-- START --
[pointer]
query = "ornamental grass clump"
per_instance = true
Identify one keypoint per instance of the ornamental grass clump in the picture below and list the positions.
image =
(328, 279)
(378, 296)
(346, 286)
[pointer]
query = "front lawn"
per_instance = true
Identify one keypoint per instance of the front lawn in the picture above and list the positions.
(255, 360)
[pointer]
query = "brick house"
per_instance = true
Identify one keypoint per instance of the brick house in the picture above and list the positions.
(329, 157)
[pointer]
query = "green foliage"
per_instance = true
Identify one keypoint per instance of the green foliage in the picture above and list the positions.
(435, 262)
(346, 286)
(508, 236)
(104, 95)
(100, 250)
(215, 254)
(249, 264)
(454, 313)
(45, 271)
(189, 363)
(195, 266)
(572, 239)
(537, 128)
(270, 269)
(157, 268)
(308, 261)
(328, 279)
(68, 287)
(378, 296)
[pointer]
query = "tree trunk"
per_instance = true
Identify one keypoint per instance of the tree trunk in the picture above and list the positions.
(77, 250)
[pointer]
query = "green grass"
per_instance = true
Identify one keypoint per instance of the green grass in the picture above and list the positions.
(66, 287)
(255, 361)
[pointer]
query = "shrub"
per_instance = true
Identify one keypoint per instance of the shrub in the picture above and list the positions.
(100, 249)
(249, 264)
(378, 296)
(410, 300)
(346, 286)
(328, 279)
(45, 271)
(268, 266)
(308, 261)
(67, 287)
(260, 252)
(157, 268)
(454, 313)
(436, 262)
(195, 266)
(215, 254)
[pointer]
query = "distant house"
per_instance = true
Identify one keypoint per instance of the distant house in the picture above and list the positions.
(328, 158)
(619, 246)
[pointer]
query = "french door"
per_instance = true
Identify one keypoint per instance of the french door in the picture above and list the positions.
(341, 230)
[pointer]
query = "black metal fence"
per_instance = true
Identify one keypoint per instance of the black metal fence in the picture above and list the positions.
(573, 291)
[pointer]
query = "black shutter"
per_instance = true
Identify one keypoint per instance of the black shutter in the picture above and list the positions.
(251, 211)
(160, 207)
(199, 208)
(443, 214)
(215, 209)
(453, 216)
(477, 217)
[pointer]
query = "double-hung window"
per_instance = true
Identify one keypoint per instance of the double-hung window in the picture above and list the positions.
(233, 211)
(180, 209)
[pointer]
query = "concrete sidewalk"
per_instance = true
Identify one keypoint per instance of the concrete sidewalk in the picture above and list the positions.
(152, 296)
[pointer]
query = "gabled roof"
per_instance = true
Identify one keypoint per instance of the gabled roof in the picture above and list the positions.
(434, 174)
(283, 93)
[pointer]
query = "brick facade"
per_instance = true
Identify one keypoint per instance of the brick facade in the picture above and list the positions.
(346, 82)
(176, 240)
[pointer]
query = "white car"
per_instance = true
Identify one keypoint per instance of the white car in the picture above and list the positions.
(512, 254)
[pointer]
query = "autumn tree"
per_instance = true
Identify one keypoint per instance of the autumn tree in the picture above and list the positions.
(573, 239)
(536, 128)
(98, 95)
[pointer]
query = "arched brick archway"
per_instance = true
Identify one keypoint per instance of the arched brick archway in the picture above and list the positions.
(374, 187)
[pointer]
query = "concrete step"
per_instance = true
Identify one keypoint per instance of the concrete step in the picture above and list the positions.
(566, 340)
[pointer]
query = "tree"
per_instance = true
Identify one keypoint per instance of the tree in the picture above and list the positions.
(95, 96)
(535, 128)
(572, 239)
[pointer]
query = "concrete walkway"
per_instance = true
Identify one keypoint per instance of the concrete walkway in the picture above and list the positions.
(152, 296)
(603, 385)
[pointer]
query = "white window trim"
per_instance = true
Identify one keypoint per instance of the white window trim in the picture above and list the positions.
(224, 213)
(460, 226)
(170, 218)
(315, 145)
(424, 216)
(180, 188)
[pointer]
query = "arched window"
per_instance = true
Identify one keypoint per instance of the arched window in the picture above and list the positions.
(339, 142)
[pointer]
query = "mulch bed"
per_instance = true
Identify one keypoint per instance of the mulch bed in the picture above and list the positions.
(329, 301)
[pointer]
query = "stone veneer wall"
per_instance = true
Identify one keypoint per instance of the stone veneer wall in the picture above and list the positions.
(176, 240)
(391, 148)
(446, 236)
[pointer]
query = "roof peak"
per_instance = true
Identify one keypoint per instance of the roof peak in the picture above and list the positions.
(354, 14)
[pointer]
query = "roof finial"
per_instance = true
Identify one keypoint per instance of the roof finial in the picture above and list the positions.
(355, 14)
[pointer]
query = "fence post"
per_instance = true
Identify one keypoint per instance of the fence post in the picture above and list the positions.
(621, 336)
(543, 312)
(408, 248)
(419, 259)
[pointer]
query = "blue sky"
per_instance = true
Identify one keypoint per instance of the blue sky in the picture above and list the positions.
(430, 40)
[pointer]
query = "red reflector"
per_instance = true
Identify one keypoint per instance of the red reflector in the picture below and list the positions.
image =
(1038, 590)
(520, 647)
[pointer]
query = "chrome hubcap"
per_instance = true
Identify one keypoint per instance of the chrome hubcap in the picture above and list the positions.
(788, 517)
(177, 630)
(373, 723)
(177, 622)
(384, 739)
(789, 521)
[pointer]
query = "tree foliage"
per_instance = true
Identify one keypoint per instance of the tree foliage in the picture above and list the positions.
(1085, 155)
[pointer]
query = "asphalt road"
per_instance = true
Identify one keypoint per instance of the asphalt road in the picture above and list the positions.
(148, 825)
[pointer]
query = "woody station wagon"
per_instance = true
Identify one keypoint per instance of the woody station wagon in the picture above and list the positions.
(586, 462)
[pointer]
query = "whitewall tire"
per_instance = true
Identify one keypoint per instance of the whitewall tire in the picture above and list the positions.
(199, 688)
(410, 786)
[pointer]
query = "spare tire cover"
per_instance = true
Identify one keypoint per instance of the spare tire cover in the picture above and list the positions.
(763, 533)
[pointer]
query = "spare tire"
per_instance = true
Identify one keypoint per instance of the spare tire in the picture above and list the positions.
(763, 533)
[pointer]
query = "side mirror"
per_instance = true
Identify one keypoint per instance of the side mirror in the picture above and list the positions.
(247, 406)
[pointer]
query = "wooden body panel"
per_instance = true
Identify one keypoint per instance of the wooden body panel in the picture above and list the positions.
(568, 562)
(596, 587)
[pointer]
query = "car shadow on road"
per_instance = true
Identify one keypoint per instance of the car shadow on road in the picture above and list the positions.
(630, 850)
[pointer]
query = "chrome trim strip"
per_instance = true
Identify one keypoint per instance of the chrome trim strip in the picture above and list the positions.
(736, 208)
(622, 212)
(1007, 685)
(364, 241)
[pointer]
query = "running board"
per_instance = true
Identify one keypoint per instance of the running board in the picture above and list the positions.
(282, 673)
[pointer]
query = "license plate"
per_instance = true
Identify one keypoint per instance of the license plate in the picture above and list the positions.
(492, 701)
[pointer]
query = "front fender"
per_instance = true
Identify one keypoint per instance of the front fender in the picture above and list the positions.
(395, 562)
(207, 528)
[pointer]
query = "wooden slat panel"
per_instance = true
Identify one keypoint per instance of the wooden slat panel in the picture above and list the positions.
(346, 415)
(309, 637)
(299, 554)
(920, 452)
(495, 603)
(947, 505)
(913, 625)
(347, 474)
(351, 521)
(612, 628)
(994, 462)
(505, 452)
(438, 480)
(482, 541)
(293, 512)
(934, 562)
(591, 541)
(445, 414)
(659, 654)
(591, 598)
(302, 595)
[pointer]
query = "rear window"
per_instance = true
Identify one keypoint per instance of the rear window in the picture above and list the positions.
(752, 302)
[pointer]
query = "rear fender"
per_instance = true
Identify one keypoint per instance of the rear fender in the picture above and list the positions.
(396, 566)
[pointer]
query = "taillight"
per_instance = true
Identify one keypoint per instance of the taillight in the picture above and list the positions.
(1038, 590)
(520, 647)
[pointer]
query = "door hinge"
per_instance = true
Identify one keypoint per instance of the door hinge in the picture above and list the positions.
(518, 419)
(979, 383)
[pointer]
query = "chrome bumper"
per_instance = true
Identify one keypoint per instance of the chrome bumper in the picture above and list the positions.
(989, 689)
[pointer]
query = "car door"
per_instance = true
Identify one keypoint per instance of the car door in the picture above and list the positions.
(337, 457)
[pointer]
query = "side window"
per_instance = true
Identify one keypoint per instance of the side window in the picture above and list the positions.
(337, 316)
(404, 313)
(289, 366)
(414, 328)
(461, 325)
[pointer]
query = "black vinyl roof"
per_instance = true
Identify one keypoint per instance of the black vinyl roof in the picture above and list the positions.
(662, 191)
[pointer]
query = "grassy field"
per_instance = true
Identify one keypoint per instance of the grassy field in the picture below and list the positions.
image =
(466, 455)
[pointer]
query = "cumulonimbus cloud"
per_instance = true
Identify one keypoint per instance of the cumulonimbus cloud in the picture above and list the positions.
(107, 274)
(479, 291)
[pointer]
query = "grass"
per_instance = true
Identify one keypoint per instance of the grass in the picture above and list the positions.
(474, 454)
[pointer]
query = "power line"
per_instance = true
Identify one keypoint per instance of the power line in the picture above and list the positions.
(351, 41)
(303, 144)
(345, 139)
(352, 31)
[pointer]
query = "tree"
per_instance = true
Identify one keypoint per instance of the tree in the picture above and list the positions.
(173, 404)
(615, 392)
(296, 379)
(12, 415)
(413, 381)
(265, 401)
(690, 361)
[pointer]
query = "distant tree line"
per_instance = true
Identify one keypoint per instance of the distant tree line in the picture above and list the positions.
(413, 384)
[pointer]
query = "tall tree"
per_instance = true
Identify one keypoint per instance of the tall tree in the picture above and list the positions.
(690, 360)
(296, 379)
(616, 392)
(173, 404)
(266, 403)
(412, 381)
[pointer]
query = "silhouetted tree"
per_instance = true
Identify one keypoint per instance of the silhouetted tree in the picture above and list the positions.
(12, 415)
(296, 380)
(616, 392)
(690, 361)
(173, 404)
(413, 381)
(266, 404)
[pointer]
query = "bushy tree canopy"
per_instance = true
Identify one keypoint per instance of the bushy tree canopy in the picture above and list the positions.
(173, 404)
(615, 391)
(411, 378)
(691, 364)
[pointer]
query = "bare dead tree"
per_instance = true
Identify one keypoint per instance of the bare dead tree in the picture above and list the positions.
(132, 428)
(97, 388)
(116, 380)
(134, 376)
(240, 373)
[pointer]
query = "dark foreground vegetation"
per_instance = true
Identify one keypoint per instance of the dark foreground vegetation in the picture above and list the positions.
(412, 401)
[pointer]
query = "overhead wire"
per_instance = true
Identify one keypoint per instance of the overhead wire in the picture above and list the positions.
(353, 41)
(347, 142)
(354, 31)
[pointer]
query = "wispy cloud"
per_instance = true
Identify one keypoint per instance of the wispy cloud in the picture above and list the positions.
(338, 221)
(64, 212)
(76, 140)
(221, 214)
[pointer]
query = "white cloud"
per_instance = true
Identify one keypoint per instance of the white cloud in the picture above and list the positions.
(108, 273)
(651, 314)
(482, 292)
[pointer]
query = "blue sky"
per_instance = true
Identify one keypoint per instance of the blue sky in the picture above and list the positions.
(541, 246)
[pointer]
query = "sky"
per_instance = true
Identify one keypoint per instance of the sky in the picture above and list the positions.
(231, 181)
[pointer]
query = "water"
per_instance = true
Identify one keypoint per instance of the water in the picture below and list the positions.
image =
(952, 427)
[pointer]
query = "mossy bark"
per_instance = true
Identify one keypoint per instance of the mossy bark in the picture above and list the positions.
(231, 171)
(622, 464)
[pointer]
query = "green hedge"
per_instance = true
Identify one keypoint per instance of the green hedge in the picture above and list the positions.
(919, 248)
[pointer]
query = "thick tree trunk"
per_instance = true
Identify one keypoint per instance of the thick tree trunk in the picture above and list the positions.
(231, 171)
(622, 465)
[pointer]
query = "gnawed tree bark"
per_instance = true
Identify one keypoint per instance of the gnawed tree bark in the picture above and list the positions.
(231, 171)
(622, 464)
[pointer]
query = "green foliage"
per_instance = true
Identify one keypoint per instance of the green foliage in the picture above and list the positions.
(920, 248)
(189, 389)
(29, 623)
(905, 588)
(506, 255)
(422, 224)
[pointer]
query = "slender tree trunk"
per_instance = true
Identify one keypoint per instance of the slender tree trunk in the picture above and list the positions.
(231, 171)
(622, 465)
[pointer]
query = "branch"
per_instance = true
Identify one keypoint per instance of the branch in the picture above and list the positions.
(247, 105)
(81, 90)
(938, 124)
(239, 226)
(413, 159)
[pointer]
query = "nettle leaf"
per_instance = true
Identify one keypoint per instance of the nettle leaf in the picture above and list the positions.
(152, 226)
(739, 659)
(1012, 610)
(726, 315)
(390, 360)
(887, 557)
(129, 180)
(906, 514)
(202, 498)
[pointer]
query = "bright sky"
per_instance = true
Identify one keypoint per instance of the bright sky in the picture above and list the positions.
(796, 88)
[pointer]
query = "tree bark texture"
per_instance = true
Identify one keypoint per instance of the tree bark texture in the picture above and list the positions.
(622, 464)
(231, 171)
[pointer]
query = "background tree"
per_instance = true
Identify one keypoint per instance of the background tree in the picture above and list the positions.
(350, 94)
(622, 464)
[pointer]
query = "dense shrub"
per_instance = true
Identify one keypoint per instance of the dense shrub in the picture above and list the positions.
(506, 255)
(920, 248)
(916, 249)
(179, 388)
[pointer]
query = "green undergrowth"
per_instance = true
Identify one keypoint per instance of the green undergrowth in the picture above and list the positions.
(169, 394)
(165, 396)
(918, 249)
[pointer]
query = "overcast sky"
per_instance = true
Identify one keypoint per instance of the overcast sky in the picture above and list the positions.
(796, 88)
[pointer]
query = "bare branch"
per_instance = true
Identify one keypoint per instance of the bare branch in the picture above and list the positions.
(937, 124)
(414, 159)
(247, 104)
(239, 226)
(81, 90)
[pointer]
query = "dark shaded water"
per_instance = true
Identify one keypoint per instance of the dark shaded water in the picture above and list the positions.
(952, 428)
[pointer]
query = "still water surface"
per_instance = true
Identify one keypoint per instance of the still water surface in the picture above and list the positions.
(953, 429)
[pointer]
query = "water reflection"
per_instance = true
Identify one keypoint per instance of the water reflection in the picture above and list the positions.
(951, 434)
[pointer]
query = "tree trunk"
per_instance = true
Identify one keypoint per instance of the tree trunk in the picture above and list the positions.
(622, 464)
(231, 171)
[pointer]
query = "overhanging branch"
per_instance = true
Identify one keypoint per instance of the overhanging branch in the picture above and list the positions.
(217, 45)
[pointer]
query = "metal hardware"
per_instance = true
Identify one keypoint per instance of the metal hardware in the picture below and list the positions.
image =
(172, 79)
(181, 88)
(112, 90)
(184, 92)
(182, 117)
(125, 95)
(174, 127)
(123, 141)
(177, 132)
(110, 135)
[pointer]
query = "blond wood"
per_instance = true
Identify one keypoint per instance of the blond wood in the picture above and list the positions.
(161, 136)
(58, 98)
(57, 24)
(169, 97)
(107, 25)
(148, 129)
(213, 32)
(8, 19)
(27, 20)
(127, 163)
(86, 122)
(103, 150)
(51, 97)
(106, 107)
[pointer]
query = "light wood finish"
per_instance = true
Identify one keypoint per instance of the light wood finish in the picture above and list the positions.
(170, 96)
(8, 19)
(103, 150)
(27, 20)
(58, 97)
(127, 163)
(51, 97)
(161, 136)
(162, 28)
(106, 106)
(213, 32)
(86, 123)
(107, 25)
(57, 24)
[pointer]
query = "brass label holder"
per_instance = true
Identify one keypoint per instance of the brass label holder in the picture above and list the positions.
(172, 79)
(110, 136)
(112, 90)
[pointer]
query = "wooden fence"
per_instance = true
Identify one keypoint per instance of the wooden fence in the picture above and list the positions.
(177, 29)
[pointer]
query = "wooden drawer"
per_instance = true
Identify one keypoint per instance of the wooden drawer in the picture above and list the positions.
-- END --
What you have to do> Collect every line of the material above that contains the string "wire", and copy each one unchanged.

Expected answer>
query = "overhead wire"
Identify one keypoint per instance of the overhead wire in the picture above and list the positions.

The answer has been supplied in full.